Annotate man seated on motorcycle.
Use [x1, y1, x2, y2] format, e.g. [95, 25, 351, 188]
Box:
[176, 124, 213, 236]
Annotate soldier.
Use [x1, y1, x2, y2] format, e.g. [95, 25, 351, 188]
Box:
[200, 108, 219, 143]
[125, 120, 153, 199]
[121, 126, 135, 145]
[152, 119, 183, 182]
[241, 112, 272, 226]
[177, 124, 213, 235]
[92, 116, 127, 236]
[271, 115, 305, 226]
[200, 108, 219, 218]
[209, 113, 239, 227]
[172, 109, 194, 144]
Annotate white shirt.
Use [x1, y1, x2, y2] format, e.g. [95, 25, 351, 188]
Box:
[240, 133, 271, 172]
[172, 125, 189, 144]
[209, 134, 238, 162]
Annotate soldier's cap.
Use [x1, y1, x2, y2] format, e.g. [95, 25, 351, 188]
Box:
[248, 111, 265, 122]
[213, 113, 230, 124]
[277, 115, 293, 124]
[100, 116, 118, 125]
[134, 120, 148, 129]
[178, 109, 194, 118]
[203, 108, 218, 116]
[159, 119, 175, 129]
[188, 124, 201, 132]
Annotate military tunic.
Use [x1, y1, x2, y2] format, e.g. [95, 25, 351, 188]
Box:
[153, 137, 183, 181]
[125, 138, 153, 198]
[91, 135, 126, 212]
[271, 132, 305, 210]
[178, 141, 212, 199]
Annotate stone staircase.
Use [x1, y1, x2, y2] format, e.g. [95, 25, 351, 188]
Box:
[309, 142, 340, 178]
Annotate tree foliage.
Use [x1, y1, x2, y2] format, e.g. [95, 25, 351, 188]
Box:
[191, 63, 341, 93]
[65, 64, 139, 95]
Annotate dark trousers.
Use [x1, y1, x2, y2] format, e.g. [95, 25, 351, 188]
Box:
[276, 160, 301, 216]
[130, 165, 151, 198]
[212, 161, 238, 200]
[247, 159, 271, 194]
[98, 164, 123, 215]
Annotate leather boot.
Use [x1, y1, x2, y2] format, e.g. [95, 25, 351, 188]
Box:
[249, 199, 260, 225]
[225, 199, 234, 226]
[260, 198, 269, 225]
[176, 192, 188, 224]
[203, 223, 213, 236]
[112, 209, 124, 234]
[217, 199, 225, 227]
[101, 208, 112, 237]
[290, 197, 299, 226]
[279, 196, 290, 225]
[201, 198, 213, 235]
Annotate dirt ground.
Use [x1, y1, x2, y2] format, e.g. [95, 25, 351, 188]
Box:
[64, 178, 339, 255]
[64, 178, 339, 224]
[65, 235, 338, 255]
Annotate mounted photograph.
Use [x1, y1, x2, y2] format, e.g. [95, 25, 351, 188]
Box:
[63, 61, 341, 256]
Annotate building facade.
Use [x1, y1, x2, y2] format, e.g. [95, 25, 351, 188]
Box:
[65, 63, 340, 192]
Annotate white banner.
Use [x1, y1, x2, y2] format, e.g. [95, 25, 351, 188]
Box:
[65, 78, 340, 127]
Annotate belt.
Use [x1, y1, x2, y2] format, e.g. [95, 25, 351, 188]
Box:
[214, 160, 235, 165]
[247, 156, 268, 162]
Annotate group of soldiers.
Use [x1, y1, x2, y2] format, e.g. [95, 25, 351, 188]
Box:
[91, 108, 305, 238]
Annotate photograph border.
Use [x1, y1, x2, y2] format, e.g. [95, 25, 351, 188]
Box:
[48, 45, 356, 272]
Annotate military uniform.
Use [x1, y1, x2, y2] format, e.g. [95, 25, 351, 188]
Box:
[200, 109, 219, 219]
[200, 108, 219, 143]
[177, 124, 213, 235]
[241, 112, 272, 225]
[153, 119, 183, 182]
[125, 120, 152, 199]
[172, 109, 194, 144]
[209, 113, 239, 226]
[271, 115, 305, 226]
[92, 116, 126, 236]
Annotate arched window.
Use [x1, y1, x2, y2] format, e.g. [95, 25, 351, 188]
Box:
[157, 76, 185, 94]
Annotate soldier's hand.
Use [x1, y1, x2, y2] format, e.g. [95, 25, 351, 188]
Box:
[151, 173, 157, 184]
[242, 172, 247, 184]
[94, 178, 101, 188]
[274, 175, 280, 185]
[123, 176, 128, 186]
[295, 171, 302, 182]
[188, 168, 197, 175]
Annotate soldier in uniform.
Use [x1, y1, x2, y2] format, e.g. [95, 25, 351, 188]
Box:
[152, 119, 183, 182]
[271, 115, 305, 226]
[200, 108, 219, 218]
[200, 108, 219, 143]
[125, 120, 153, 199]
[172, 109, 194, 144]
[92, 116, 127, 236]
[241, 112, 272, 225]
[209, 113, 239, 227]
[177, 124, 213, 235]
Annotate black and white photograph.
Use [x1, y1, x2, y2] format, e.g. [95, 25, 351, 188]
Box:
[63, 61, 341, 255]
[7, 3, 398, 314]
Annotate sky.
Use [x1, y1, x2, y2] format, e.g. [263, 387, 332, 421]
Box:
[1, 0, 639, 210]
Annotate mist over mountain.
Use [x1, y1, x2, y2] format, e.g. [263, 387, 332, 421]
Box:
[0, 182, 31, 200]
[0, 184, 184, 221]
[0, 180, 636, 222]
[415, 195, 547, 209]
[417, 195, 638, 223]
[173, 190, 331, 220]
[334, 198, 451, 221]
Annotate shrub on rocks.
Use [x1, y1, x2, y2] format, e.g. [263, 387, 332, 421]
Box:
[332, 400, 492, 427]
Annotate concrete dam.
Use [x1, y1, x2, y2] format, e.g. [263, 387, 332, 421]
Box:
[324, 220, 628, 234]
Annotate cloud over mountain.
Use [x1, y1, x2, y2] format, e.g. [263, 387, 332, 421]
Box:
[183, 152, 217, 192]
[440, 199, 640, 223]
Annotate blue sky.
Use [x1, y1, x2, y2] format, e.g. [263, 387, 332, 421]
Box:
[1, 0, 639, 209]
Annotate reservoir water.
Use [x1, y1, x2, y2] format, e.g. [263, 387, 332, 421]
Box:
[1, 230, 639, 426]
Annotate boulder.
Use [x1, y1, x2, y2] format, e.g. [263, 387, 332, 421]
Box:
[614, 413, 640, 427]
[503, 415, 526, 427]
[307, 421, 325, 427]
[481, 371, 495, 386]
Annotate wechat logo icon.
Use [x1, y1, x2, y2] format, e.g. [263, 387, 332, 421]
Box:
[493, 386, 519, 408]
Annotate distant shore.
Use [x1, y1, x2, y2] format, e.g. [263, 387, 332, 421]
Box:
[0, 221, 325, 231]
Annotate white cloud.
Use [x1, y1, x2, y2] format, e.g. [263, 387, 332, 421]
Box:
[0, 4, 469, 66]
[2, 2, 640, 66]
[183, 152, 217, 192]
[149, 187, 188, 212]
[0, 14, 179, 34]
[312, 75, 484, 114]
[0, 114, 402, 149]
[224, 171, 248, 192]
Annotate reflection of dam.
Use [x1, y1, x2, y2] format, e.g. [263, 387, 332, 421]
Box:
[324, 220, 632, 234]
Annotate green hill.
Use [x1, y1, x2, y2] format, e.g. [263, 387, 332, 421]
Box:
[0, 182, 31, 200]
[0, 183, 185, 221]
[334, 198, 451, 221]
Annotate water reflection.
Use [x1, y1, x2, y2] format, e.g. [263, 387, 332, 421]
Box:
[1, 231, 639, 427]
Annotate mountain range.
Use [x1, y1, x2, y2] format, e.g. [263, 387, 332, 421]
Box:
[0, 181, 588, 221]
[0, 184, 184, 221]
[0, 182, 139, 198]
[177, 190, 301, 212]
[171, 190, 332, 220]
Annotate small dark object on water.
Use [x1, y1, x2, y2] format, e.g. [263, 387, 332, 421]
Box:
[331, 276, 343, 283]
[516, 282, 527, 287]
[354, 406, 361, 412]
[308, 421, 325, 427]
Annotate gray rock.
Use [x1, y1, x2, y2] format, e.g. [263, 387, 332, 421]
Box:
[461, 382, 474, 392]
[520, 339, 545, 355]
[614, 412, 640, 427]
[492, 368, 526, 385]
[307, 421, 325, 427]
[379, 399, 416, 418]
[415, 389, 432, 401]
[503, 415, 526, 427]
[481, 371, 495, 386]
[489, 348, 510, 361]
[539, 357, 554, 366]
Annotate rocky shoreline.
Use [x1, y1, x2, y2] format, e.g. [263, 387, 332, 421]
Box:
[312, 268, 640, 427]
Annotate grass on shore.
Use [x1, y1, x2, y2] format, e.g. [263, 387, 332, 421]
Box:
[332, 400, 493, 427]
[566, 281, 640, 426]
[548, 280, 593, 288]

────────────────────

(To do):
Please report the number of lines in this material holding the word "white", and add no other words.

(Written solution):
4